Blue Generation has taken this concern and worked it into the company’s product line. As Rubin explained, laundering is of particular note with industrial laundries, which tend to be harsher on the garment. “Last year, we introduced a collection of rental-friendly IL-50 polos, which are designed to perform exceedingly well up to 50 washings,” he said.
The way a uniform will be laundered also should impact the type of imprint used. “The laundry method needs to be considered before selecting the method of imprint,” Pennington said. “If the garments are going to be industrially cleaned and pressed, for instance, check with your laundry provider and test samples, if possible.”
Many companies select embroidery in order to enhance personalization and quality of the overall uniform. In these cases, Pennington offered advice: “Let your embroiderers know how your clients are going to launder the garments.”
4. Repeat Order Potential
Distributors always want to keep their customers. The key to doing that is developing relationships with them and providing quality customer service, which means predicting their needs. But as we’ve established, uniform customers’ needs are different than typical promotional clients.
“Understand your clients’ habits and anticipate their needs,” Pennington said. “Uniform repeat orders may follow different schedules than you are used to with your promotional customers.” She cited employee turnover, new hires, replacement garments and brand changes all as potential—and unique—opportunities to create additional orders.
But there’s another way to add to orders and enhance the clients’ look and branding. As Rubin pointed out, uniforms tend to include an entire outfit—shirts, pants, potentially an apron or vest—so additional opportunities always are nearby.
Lloyd echoed the importance of customer service—and deep inventories. “Employee turnover occurs, and how quickly you can get a new uniform to that client will determine your success for repeat orders,” Lloyd said. “This really is where a uniform supplier differs from retail because once you put a style and color in the line, it needs to have staying power. The [client] needs to know that for the duration of their program, the garments will be available.”

■ Goal of the exercise ■
Can you write out the entire passage above on uniform laundering and repeat orders, word for word?

■ Recorded data ■
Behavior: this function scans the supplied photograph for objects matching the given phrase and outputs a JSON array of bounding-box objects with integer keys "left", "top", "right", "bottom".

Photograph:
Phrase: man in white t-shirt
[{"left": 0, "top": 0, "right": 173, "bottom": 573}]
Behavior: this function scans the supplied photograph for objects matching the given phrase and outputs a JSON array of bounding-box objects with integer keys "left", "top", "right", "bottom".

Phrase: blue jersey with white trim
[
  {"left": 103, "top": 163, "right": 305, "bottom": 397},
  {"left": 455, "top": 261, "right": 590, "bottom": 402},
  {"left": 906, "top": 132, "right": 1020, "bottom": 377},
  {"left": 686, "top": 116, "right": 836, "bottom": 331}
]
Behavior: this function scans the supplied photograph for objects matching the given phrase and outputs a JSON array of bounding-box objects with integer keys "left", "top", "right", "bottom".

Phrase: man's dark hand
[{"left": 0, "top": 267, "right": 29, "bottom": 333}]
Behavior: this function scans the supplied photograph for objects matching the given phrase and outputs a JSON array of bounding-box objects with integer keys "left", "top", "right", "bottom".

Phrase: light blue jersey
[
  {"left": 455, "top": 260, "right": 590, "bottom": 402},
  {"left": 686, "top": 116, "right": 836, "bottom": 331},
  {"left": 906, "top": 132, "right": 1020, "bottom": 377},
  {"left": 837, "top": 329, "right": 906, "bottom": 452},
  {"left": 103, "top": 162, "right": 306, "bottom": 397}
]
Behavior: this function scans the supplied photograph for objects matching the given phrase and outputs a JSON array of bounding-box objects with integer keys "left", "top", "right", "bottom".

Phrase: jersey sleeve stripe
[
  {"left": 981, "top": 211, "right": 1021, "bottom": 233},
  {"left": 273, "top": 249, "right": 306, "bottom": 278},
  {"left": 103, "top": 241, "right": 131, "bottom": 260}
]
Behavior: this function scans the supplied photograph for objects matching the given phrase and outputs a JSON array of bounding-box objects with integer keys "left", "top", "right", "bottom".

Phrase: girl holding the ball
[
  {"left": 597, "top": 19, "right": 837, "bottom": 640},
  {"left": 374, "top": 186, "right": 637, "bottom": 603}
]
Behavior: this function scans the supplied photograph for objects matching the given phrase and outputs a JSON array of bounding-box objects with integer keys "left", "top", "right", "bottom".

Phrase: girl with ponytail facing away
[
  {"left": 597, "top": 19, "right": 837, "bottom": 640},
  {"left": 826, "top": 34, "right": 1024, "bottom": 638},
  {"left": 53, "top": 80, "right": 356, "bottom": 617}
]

■ Worked solution ■
Blue Generation has taken this concern and worked it into the company’s product line. As Rubin explained, laundering is of particular note with industrial laundries, which tend to be harsher on the garment. “Last year, we introduced a collection of rental-friendly IL-50 polos, which are designed to perform exceedingly well up to 50 washings,” he said.
The way a uniform will be laundered also should impact the type of imprint used. “The laundry method needs to be considered before selecting the method of imprint,” Pennington said. “If the garments are going to be industrially cleaned and pressed, for instance, check with your laundry provider and test samples, if possible.”
Many companies select embroidery in order to enhance personalization and quality of the overall uniform. In these cases, Pennington offered advice: “Let your embroiderers know how your clients are going to launder the garments.”
4. Repeat Order Potential
Distributors always want to keep their customers. The key to doing that is developing relationships with them and providing quality customer service, which means predicting their needs. But as we’ve established, uniform customers’ needs are different than typical promotional clients.
“Understand your clients’ habits and anticipate their needs,” Pennington said. “Uniform repeat orders may follow different schedules than you are used to with your promotional customers.” She cited employee turnover, new hires, replacement garments and brand changes all as potential—and unique—opportunities to create additional orders.
But there’s another way to add to orders and enhance the clients’ look and branding. As Rubin pointed out, uniforms tend to include an entire outfit—shirts, pants, potentially an apron or vest—so additional opportunities always are nearby.
Lloyd echoed the importance of customer service—and deep inventories. “Employee turnover occurs, and how quickly you can get a new uniform to that client will determine your success for repeat orders,” Lloyd said. “This really is where a uniform supplier differs from retail because once you put a style and color in the line, it needs to have staying power. The [client] needs to know that for the duration of their program, the garments will be available.”